WHAT YOU WILL DO
Collect every line of the data that contains the word "tunnel". Case counts.
--*--
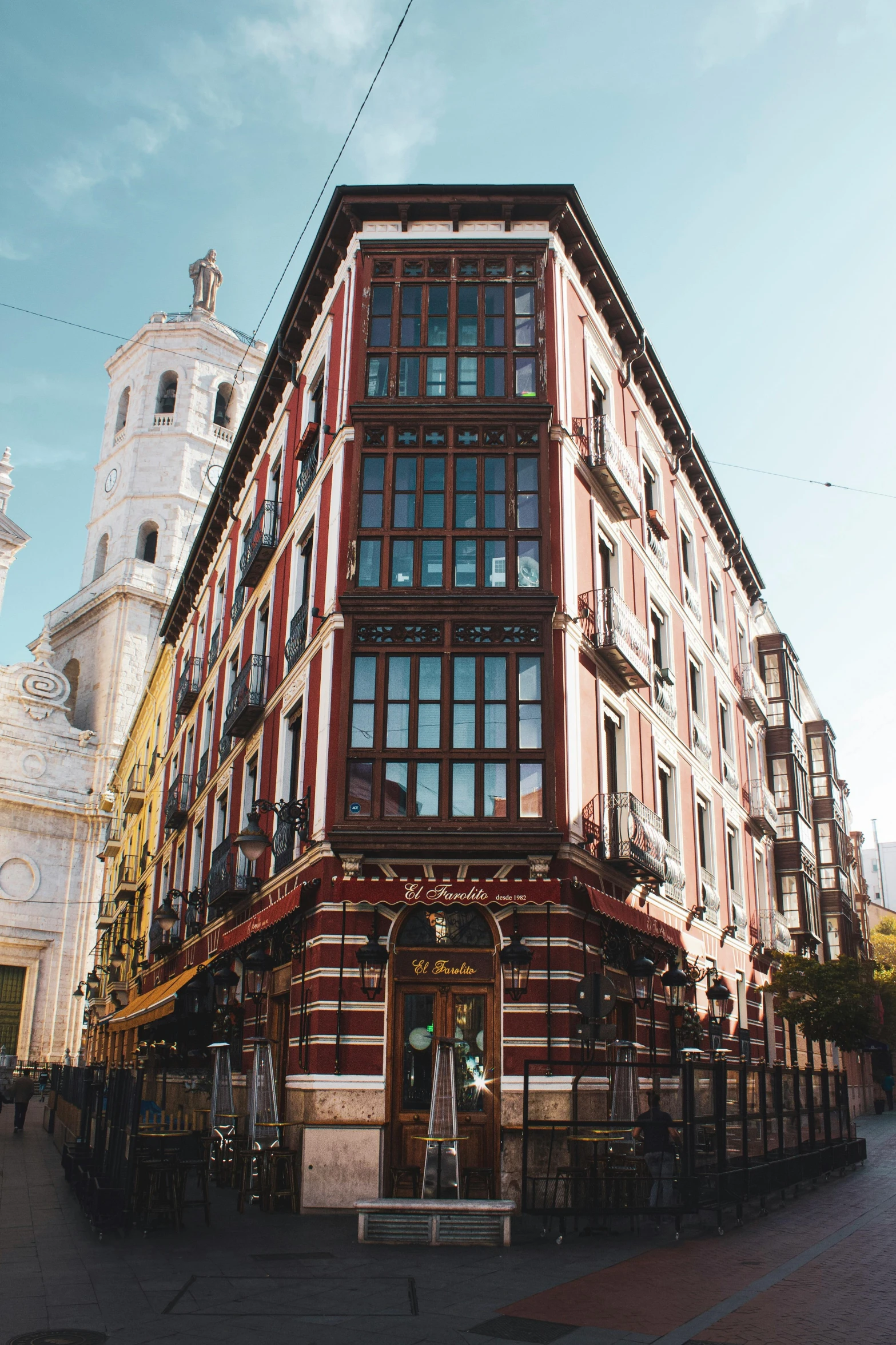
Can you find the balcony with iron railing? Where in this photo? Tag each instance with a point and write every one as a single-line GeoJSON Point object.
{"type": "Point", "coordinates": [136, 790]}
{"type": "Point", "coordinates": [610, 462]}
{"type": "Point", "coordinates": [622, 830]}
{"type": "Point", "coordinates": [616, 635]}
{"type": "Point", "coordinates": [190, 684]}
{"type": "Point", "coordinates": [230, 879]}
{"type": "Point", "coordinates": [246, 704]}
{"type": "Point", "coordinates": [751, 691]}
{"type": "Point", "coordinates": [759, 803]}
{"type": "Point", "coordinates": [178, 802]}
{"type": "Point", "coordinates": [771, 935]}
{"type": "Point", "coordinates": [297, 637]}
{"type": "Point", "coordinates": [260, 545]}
--*--
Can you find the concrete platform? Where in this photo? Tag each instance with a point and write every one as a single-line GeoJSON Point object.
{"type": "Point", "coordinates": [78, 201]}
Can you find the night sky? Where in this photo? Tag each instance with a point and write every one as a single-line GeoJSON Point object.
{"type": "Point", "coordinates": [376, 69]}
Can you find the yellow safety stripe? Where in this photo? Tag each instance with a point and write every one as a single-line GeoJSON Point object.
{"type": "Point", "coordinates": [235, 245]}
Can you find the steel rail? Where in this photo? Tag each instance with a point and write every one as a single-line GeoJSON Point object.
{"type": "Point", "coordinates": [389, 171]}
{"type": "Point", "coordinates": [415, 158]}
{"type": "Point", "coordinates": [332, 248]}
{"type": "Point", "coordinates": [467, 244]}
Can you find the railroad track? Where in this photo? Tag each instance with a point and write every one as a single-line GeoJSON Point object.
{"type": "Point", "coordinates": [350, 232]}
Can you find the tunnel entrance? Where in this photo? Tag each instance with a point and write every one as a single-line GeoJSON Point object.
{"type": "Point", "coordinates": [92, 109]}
--*--
ANSWER IN FULL
Can you find the tunnel entrance? Where in this photo? Tag each instance with a point and write every one as a single-line GeoJSON Point object.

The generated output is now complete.